(Work required) Within the records, find every line that includes the word "concrete" and copy it.

┌─ Data for the task

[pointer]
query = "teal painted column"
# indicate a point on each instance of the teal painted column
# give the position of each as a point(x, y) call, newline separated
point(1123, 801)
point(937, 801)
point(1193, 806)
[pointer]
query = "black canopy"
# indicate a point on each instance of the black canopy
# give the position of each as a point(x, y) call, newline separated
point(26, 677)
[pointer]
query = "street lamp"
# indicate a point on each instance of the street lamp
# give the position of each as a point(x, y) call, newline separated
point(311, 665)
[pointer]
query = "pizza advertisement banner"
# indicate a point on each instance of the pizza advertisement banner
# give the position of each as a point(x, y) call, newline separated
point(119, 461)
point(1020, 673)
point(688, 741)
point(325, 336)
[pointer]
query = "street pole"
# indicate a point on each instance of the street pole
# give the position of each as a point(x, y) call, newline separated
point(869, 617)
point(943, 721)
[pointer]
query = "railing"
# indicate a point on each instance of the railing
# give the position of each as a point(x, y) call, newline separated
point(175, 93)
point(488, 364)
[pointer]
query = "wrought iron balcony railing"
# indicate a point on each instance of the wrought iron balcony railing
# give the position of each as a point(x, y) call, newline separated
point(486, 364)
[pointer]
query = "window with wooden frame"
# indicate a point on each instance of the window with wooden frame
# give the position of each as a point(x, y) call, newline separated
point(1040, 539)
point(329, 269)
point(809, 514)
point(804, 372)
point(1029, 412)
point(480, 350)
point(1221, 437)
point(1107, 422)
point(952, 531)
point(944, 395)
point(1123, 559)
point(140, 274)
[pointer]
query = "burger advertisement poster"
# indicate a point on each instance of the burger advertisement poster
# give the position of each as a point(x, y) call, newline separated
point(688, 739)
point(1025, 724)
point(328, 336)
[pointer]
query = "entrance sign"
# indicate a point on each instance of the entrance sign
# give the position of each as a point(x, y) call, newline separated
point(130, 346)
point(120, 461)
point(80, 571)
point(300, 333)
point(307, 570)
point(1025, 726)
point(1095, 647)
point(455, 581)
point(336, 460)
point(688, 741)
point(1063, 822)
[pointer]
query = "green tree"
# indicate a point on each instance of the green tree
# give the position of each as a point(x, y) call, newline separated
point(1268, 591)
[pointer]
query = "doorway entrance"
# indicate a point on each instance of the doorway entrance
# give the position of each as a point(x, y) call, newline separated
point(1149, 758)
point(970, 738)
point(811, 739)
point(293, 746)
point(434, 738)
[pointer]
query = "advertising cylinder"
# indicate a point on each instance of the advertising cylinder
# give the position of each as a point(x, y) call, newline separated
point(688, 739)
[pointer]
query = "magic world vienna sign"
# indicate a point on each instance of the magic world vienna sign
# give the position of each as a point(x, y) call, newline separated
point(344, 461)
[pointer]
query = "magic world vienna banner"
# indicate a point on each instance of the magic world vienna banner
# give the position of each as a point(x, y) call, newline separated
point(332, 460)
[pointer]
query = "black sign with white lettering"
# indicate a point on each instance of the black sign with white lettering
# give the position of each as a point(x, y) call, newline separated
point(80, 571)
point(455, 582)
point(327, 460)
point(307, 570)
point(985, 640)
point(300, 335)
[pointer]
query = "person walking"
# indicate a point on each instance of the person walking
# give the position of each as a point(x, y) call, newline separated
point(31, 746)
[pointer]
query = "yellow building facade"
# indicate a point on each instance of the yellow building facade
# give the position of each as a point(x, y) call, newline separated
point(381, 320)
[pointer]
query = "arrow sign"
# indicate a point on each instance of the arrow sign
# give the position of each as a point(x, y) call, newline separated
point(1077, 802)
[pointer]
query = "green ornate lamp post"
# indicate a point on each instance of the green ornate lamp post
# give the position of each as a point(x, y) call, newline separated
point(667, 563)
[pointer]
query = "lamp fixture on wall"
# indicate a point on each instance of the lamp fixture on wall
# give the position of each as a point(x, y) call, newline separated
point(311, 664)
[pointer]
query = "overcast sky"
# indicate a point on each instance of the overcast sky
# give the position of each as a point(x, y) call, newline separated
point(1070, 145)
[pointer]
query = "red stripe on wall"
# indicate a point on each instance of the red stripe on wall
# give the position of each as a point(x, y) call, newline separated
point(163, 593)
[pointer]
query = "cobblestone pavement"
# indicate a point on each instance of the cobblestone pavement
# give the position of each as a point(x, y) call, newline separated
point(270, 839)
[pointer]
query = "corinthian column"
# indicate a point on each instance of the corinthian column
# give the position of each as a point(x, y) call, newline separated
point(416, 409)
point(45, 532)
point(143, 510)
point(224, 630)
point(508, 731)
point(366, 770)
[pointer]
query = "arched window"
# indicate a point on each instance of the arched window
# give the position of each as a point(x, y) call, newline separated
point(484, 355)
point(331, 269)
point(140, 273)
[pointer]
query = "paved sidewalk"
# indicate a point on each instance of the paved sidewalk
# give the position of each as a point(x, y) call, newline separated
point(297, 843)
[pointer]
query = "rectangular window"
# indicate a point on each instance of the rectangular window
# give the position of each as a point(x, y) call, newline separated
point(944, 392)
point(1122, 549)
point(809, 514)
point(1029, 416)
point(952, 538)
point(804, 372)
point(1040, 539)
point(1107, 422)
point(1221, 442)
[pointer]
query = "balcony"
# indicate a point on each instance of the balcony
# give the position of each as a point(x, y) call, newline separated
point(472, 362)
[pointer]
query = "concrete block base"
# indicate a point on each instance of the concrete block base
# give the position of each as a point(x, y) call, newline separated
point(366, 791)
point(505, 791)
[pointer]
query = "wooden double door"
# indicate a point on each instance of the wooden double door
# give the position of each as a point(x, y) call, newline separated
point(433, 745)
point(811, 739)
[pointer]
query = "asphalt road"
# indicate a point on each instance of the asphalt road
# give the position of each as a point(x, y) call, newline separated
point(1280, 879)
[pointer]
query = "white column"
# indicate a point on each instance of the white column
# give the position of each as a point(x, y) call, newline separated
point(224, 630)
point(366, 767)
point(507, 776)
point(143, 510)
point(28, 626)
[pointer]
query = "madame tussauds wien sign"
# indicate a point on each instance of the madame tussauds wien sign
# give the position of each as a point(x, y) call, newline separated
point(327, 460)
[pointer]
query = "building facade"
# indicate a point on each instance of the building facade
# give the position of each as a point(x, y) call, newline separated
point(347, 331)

└─

(Your response)
query = "concrete block base"
# indicate a point on each instance of the concrete block base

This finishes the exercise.